[Saved data entries]
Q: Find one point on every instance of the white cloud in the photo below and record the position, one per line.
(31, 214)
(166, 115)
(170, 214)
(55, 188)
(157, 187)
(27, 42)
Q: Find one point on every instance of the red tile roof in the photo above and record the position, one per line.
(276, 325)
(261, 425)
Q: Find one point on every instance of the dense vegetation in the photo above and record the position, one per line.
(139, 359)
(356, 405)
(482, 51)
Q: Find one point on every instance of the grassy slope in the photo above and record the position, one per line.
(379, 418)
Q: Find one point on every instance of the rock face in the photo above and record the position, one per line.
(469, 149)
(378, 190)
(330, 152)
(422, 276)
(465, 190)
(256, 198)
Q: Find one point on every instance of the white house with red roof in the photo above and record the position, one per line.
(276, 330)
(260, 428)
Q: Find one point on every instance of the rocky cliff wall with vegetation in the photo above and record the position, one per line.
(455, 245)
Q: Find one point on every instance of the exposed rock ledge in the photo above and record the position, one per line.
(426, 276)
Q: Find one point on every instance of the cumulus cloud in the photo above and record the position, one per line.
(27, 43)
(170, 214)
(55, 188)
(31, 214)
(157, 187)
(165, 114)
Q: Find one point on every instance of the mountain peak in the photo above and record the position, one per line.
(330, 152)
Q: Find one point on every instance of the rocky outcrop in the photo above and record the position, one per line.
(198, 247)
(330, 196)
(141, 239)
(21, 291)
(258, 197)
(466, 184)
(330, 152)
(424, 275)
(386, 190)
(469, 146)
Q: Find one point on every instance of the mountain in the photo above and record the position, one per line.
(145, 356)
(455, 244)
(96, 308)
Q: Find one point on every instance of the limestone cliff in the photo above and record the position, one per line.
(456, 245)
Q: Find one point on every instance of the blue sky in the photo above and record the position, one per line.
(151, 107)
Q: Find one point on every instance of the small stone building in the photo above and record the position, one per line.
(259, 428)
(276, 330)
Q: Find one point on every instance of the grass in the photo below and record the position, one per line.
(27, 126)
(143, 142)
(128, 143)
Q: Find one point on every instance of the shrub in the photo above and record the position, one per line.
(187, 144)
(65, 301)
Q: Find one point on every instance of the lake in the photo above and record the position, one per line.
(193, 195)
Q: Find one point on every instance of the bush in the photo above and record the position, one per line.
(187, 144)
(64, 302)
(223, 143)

> [Given problem]: Copy out everything from the line containing "Q: Find one point on every instance of the exposed" down to the final line of the saved data entries above, requests included, and shift every coordinate in the answers by -82.

> [Solved problem]:
Q: Find one point on every instance of the exposed rock ledge in the photo above and record the position, one per line.
(344, 194)
Q: Find one point on every instance of the cumulus cloud in the photo above and record the position, one per line.
(-55, -39)
(88, 132)
(-27, 106)
(-51, 132)
(75, 105)
(83, 32)
Q: Find one point on every instance of the mountain peak in the photo above and record the position, one per line.
(248, 70)
Q: Find one point on every instance of the rocky outcrop in the photo above and record the position, one per line.
(116, 165)
(248, 114)
(59, 157)
(-61, 209)
(176, 115)
(384, 102)
(248, 70)
(342, 193)
(304, 108)
(387, 64)
Q: Find one point on every instance of the mountain in the photo above and record the position, one per line.
(63, 274)
(373, 162)
(14, 226)
Q: Find one point on every instance of the limestone cliff in the photo above and record the position, one per line.
(374, 163)
Q: Find one point on every instance of the blue sky in the photo above and record the position, one per line.
(69, 25)
Q: Find one point on every instance of the small stone building in the photo above and record the position, one per line.
(177, 346)
(194, 248)
Q: Find one point on every instance of the grass in the photo below and record the position, one per line.
(-55, 44)
(61, 60)
(46, 61)
Q: Find one point on every instance of the shrub in the photo above and record the position, one per line.
(105, 62)
(-17, 219)
Q: Find one point on every instance of the lake in the photo above and record the position, one per line.
(111, 113)
Q: Find one point on every instance of the bush in the photo above and record the position, one per line.
(105, 62)
(-18, 220)
(141, 61)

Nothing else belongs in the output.